→ **Consigne A**: Dans l'extrait du document ci-dessous, quelles étapes l'auteur annonce-t-il pour répondre à la question posée ? Énumérez-les dans l'ordre.

→ **Extrait du document**:
Est-il possible d’avoir un chef de l’opposition avant les législatives ? Vu les publications de la Haute Cour Constitutionnelle (HCC), la réponse serait négative. Or, à s’en tenir aux textes, cela est bien possible et c’est même l’esprit de la Constitution et de la loi.
Pour arriver à répondre à la question, il faut voir le contexte électoral au niveau des législatives avant de disséquer la loi sur le statut de l’opposition et terminer par une analyse politique autour des législatives (institutions électorales, un président législateur et des lois qui demandent à un ministre de démissionner s’il veut briguer un poste parlementaire).
A- Le contexte légal de l’élection législative en 2019
Pour commencer, les nouveaux députés ne seront pas connus le 6 février 2019, date de la fin du mandat des députés actuels, non pas à cause du nouveau président Andry Rajoelina, mais à cause d’un Avis de la HCC [1]. La HCC a permis de séparer le deuxième tour des présidentielles et les législatives. Elles étaient jumelées en 2013. Du coup, la tenue des législatives est reportée sine die [2]. Ce qui ouvre la porte à beaucoup d’incertitudes et de débats sur la compétence de plusieurs institutions de la République.

→ **Extraits du listing**:
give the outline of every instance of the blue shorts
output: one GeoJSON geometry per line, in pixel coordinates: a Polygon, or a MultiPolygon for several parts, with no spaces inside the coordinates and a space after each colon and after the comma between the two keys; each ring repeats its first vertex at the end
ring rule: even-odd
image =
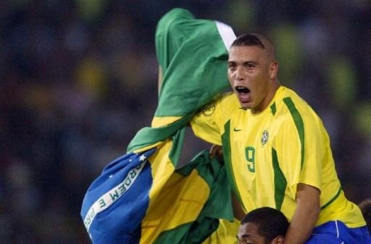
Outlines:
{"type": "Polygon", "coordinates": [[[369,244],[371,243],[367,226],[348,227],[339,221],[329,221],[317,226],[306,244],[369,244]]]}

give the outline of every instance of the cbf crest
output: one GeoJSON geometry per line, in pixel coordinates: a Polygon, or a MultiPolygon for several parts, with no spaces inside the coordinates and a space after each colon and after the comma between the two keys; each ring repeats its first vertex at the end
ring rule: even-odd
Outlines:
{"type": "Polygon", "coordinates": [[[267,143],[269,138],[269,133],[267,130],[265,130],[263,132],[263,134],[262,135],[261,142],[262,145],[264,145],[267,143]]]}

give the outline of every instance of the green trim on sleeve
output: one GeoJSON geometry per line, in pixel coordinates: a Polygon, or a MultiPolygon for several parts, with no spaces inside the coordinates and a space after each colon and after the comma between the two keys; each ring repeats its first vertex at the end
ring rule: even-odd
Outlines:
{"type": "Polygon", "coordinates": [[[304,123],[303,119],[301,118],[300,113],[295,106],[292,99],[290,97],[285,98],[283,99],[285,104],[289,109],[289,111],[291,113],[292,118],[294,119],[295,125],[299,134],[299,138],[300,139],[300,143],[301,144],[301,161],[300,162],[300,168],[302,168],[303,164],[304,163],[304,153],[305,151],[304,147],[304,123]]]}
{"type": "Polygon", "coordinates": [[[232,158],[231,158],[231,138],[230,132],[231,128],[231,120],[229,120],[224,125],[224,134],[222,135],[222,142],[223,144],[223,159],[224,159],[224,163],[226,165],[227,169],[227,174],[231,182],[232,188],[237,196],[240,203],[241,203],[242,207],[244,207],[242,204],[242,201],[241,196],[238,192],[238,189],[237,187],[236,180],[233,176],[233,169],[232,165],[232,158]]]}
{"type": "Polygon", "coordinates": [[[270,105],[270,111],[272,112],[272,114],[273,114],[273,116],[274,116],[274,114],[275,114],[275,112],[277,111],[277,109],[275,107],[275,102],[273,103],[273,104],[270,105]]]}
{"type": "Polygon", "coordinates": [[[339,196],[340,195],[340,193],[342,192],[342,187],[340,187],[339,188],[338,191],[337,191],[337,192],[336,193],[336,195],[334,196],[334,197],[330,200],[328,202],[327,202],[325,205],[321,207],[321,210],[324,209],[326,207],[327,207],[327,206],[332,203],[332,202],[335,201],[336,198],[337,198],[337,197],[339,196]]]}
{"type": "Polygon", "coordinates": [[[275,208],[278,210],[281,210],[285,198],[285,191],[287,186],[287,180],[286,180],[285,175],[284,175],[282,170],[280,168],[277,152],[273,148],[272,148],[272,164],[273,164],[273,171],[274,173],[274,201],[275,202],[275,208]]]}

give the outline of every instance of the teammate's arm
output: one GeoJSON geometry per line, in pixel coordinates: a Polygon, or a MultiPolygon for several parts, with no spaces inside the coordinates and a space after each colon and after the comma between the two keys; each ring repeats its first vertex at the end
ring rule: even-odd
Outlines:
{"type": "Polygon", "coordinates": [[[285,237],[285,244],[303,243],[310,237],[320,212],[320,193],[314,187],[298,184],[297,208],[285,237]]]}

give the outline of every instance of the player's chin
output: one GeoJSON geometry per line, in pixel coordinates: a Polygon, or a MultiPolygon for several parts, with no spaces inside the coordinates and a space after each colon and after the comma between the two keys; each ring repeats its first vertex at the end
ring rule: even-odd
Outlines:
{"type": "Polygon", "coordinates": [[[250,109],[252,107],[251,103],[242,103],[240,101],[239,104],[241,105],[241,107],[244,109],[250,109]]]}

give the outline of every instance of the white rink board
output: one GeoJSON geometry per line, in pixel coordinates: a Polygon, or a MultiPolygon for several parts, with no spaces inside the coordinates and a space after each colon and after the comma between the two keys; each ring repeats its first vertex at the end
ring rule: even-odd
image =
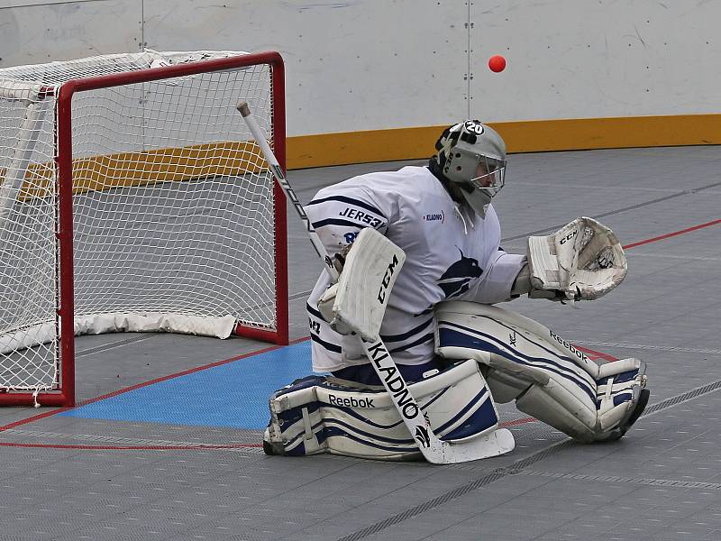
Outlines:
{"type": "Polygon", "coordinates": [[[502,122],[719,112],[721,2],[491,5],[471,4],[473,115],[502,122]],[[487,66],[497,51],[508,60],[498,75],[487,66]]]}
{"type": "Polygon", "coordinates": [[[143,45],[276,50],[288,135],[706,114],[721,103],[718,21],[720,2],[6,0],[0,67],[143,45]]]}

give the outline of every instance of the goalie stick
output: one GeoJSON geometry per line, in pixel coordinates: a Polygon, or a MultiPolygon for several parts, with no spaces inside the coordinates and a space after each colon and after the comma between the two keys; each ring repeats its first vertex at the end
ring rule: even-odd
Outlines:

→ **Consigne B**: Relevez chaque ligne du listing où figure la chaîne "give", en tenant compte de la casse.

→ **Réponse rédigée A**:
1. Voir le contexte électoral au niveau des législatives.
2. Disséquer la loi sur le statut de l'opposition.
3. Terminer par une analyse politique autour des législatives.

→ **Réponse rédigée B**:
give the outline of every instance of the blue shorts
give the outline of every instance of the cbf crest
give the outline of every instance of the green trim on sleeve
give the outline of every instance of the teammate's arm
give the outline of every instance of the player's chin
give the outline of every instance of the white rink board
give the outline of every instance of the goalie stick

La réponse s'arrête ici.